Selected excerpt:
===
The UK has been an observer of CLARIN since 2015 and is now almost half-way through its second three-year period. Countries are admitted as observers in order to prepare a proposal for full membership, to build a national consortium, and to develop infrastructure at the national level, and these are the tasks that are currently the focus for CLARIN in the UK. CLARIN-UK is a loose consortium of researchers and providers of language resources and tools, working in tandem with the Arts and Humanities Research Council, part of the recently founded body UK Research and Innovation (UKRI).
The CLARIN-UK consortium currently consists of eleven centres, which have stepped forward to express an interest and commitment to being part of CLARIN. Other centres are welcome to get in touch and to participate in meetings and other activities. The current members of the UK CLARIN consortium are:
- Bodleian Libraries (University of Oxford)
- British Library
- Centre for Corpus Research (University of Birmingham)
- Centre for Translation Studies (University of Leeds)
- Endangered Languages Archive (SOAS University of London)
- Centre for Corpus Approaches to the Social Sciences and UCREL (Lancaster University)
- National Centre for Text Mining (University of Manchester)
- Natural Language Processing Group (University of Sheffield)
- Research Group in Computational Linguistics (University of Wolverhampton)
- School of Critical Studies (University of Glasgow)
- School of Humanities (Coventry University)
The main criteria for inclusion of institutions in CLARIN-UK are that they have a strong relation to digital language data, tools, or research, and that there is a commitment to sharing and connecting data and tools to support research. The particular strengths of digital language research in the UK are reflected in the centres, resources and events featured on the CLARIN-UK website. Some of the most widely used resources are the Spoken BNC2014, the Historical Thesaurus of English, the CliC interface for the works of Dickens and other literary corpora, and the CQPweb concordancer at Lancaster, while prominent CLARIN-UK tools include GATE, which is an open source software that performs a wide range of computational tasks, CLAWS, which is a powerful part-of-speech tagger for English, and Wmatrix, which is a corpus analysis tool that among others provides a web interface for the CLAWS tagger.
The numerous training events include annual summer schools in corpus linguistics and digital humanities, in Birmingham and Lancaster, and training in language documentation offered by SOAS. UK members have co-organized workshops on Oral History, NLP for Historical Texts, Analyzing Social Media in East Asian Studies, and participated in workshops on language resources in teaching, and dealing with GDPR, among others.
===
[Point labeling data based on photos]

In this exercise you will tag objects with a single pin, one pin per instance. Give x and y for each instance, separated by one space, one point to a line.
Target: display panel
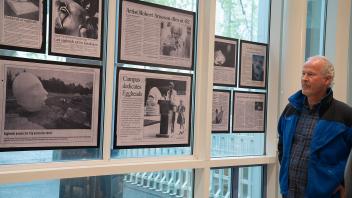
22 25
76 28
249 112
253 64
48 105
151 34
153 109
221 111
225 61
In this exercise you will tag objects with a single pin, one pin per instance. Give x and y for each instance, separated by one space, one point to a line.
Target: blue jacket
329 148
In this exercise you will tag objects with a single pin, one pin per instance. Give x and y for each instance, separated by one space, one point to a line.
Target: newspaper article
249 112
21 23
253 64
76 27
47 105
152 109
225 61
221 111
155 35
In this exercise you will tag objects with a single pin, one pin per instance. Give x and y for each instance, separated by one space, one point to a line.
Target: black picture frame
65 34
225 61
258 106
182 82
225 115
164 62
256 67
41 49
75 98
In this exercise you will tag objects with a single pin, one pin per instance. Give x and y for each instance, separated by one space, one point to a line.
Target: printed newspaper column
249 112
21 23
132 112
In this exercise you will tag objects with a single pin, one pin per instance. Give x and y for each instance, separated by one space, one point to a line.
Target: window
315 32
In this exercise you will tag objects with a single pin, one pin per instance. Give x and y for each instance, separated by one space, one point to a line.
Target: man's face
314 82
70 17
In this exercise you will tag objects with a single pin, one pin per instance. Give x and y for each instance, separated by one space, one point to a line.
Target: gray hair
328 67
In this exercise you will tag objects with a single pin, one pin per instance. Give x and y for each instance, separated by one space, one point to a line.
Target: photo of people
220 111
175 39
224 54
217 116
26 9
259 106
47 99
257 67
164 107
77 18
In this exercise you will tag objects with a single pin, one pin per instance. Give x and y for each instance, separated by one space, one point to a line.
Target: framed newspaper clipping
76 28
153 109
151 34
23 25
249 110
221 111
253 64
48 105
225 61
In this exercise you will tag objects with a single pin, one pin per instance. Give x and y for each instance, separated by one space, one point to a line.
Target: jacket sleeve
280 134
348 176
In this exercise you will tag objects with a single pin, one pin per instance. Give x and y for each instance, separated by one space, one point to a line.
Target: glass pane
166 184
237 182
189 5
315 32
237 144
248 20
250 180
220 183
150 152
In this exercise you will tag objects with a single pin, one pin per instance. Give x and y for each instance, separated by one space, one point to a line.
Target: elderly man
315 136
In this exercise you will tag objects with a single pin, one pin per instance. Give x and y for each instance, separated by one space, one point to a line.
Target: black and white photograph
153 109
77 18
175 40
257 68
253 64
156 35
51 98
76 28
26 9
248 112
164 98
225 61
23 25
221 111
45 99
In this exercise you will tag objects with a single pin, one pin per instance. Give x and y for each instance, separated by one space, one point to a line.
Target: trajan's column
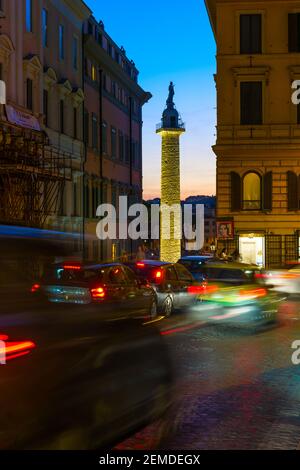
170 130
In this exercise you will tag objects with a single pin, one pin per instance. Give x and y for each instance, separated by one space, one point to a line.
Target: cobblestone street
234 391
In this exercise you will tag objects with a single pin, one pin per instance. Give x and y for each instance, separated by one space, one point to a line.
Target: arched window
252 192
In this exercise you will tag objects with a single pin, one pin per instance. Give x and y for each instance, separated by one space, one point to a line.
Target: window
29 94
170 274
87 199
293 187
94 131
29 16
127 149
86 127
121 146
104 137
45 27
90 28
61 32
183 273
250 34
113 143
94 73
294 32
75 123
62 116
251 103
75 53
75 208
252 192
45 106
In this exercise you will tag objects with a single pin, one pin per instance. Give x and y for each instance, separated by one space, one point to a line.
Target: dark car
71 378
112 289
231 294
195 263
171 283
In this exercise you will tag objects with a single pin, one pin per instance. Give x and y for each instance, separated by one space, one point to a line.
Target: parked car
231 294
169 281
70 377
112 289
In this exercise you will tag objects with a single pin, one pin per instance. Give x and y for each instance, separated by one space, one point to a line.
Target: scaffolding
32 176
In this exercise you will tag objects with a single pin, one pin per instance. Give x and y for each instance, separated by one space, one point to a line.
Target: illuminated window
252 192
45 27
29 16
===
Tasks for this exercise:
[A] Count the lines of the listing that contain the string "column", treating uppercase and lowercase as different, and give only the number.
[B] Write a continuation of the passage on CLARIN in the UK, starting right after its last sentence.
The passage on CLARIN in the UK and the listing were taken from separate sources.

Outputs in order:
[A] 2

[B]
The Oxford Text Archive is registered as a CLARIN-certified repository, using the CLARIN single sign-on system and offering language resources to the Virtual Language Observatory. The OTA makes available more than 60,000 digital resources, including the British National Corpus and a wide variety of Old English, Middle English (such as the first printed edition of Geoffrey Chaucer’s famous Canterbury Tales from 1476), and Modern English historical texts digitized as part of Early English Books Online (EEBO).
SOAS University of London, whose Endangered Text Archives are involved in CLARIN UK activities, is part of the CLARIN Knowledge Centre for linguistic diversity and language documentation (CKLD). Such centres in the UK could play an important role as part of CLARIN's distributed infrastructure. The UK is currently developing a national research infrastructure roadmap, and CLARIN-UK is contributing to the consultation about requirements and existing infrastructure services. CLARIN-UK is featured on InfraPortal, the UK's Research and Innovation Infrastructure Portal.
Participation in CLARIN is not dependent on EU membership, so Brexit does not represent a direct threat to our activities and plans. On the contrary, CLARIN, along with other European research infrastructures, offers an excellent opportunity for continued and growing collaboration and cooperation with our European partners.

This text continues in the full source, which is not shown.